Pick out every line of the records below that contains the string "positive", and copy each such line in full.
----
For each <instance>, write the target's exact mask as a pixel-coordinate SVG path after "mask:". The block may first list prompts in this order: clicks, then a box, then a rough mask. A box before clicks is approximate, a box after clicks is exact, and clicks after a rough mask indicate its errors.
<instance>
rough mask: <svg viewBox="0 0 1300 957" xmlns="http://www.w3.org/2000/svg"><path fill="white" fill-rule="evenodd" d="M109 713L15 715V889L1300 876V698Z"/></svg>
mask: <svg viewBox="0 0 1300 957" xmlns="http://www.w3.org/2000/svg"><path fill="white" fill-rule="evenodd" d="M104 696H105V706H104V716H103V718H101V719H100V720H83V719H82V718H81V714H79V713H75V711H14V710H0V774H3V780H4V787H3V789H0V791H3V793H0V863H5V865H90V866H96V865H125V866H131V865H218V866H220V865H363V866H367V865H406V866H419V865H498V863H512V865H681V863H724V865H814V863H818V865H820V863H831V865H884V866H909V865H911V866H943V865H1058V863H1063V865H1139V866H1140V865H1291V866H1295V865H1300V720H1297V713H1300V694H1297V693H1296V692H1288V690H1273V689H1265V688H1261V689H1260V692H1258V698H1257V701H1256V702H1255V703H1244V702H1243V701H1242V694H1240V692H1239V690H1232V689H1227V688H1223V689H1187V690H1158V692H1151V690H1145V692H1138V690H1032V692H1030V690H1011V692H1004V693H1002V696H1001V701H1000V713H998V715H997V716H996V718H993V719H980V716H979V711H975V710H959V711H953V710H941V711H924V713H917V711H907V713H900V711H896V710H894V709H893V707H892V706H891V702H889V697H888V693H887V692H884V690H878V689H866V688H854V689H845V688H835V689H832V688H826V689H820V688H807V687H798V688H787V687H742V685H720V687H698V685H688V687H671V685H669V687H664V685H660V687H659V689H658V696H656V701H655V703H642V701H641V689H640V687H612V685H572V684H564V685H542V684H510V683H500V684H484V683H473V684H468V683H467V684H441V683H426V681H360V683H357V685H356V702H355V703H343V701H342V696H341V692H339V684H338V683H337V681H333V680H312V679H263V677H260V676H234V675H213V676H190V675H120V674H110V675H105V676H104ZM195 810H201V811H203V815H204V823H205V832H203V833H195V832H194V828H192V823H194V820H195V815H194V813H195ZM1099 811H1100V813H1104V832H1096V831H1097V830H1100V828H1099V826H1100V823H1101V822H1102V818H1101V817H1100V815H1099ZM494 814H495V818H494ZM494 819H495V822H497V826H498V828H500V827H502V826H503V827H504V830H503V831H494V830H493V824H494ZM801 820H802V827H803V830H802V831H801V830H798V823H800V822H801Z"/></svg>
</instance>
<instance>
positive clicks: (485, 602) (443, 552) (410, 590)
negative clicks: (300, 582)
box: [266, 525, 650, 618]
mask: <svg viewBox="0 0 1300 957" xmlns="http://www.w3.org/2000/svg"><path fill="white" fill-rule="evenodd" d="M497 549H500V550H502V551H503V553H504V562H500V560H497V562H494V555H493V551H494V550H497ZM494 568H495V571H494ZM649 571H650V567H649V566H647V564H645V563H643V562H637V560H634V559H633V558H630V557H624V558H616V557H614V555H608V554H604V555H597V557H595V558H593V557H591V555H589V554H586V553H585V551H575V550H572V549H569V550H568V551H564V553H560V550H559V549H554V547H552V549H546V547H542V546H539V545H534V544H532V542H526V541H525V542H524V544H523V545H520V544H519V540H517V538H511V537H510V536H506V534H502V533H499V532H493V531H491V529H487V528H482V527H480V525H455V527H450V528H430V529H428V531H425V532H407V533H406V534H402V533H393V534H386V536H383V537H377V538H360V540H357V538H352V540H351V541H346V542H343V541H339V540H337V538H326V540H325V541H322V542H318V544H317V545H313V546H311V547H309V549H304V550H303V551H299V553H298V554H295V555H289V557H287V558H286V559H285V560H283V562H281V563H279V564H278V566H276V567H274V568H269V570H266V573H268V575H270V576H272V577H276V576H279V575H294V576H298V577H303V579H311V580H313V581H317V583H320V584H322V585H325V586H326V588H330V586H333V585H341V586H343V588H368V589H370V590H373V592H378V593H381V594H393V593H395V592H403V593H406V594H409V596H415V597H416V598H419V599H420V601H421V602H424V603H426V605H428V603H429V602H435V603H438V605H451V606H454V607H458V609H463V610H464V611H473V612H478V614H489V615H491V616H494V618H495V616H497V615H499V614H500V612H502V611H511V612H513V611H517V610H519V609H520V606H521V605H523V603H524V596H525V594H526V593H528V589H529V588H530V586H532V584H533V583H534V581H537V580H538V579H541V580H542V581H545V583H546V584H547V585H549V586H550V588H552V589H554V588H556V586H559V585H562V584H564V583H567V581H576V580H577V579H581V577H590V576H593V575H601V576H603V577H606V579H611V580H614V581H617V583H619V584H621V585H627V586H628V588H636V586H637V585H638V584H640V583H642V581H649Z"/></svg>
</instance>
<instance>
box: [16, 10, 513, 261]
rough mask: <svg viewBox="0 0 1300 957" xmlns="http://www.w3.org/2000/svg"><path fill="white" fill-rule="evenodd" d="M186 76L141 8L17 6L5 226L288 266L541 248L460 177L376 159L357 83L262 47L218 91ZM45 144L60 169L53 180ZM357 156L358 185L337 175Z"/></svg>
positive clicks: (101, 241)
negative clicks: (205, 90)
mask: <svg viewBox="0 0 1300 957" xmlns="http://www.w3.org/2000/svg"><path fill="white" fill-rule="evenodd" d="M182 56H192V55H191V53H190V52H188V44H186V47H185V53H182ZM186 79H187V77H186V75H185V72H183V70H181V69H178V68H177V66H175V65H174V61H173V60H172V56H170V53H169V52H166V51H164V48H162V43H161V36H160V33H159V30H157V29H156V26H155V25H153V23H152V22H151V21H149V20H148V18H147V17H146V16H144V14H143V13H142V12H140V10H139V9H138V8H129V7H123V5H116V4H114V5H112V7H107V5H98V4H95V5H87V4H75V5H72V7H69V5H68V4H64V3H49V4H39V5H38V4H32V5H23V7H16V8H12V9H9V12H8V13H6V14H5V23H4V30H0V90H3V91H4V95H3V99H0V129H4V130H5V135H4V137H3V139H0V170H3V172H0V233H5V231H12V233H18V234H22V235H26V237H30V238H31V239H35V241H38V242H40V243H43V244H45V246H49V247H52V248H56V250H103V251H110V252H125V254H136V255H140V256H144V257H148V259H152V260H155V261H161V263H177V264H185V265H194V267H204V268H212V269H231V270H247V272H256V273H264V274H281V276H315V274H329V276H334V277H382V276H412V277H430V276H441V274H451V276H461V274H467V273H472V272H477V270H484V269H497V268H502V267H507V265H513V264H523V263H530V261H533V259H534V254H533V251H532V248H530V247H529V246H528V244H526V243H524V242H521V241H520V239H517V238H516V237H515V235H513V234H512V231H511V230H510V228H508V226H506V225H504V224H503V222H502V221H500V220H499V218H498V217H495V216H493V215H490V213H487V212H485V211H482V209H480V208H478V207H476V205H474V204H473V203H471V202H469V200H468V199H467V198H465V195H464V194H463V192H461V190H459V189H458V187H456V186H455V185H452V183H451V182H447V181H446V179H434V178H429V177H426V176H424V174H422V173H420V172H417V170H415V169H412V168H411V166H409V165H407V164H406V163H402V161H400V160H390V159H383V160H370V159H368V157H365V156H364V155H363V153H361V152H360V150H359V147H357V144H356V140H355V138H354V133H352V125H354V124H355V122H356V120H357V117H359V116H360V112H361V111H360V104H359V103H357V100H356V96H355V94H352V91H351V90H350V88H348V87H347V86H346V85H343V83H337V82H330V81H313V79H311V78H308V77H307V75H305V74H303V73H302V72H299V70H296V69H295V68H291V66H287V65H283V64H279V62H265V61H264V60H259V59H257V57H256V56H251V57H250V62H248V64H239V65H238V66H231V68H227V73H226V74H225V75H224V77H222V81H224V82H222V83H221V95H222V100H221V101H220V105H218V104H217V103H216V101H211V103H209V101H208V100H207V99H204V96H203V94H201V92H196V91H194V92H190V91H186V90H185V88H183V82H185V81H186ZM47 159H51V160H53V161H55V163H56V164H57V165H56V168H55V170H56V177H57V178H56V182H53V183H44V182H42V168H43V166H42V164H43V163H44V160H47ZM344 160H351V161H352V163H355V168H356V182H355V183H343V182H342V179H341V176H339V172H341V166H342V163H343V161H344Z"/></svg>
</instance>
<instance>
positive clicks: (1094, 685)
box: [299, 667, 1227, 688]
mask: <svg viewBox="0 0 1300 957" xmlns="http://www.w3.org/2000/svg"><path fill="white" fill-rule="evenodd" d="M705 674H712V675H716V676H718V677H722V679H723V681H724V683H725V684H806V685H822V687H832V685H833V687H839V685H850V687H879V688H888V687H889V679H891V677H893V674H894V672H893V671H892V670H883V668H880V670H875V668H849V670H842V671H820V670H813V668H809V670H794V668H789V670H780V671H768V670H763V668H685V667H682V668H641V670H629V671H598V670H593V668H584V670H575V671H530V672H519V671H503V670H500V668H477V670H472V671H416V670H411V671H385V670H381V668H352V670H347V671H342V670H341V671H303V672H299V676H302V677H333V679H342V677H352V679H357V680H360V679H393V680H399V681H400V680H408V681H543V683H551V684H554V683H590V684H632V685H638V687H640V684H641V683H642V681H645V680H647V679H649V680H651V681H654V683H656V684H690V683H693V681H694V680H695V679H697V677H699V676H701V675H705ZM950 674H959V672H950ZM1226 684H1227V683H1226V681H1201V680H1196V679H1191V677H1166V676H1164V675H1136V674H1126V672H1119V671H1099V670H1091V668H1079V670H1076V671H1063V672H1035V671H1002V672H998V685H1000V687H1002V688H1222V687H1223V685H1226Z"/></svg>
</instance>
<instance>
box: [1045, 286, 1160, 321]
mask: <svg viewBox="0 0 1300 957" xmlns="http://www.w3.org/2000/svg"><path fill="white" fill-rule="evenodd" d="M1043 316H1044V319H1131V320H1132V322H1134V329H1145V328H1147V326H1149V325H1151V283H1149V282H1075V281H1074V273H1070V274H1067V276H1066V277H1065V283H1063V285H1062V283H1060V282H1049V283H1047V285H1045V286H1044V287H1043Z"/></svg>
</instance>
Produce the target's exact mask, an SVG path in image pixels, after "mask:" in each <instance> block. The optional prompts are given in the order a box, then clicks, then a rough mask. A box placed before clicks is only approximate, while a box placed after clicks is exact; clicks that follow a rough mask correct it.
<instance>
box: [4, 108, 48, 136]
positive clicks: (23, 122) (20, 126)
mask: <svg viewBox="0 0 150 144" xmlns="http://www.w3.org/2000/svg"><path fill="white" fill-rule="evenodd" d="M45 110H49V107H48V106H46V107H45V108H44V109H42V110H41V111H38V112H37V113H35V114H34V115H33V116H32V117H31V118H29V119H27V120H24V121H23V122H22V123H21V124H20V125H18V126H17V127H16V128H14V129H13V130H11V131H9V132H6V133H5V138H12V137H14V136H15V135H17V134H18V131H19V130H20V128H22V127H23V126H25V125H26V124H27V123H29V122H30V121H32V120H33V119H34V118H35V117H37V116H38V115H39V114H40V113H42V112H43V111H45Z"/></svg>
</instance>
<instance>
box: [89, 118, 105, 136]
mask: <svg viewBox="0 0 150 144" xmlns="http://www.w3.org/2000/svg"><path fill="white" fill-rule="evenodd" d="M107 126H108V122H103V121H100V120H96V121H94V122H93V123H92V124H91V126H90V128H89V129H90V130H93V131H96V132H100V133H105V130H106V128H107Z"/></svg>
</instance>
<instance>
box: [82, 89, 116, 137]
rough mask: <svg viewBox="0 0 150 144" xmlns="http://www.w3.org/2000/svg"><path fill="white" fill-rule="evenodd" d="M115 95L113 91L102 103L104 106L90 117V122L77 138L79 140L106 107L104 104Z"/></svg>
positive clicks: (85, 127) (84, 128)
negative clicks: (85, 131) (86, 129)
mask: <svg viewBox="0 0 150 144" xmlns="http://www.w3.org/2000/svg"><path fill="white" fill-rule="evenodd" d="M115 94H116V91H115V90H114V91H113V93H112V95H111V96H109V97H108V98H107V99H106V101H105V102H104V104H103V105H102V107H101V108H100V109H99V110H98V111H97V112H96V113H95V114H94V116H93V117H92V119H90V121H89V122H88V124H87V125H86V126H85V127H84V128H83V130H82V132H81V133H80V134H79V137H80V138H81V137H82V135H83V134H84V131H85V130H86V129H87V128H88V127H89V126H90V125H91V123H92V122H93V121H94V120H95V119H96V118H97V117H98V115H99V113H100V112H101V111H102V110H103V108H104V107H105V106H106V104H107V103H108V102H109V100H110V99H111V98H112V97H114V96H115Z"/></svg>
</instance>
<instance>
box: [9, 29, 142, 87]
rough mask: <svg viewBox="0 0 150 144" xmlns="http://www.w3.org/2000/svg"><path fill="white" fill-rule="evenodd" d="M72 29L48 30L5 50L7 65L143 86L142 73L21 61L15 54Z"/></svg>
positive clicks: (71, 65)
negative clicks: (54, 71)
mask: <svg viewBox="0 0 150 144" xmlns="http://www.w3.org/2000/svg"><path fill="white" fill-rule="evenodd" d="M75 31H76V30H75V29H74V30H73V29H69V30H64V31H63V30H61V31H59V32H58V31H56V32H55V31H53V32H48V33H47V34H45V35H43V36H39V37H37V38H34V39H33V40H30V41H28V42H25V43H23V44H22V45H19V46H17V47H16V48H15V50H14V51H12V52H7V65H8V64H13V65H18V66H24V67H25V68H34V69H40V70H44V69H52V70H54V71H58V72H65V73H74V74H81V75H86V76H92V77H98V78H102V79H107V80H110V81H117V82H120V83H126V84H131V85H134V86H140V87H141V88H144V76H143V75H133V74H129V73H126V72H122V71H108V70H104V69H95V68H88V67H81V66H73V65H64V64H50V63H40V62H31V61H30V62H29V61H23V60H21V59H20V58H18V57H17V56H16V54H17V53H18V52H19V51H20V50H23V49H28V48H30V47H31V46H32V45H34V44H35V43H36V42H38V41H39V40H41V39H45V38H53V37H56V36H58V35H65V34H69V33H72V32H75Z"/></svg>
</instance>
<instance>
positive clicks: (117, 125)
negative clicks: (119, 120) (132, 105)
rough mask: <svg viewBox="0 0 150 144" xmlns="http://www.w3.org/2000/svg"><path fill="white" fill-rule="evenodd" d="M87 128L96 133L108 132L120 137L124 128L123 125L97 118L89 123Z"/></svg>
----
# SOLUTION FOR THIS PROBLEM
positive clicks: (485, 602) (443, 552) (410, 590)
positive clicks: (101, 241)
positive clicks: (1094, 685)
positive clicks: (23, 122) (20, 126)
positive clicks: (85, 127) (84, 128)
positive clicks: (71, 65)
positive clicks: (117, 125)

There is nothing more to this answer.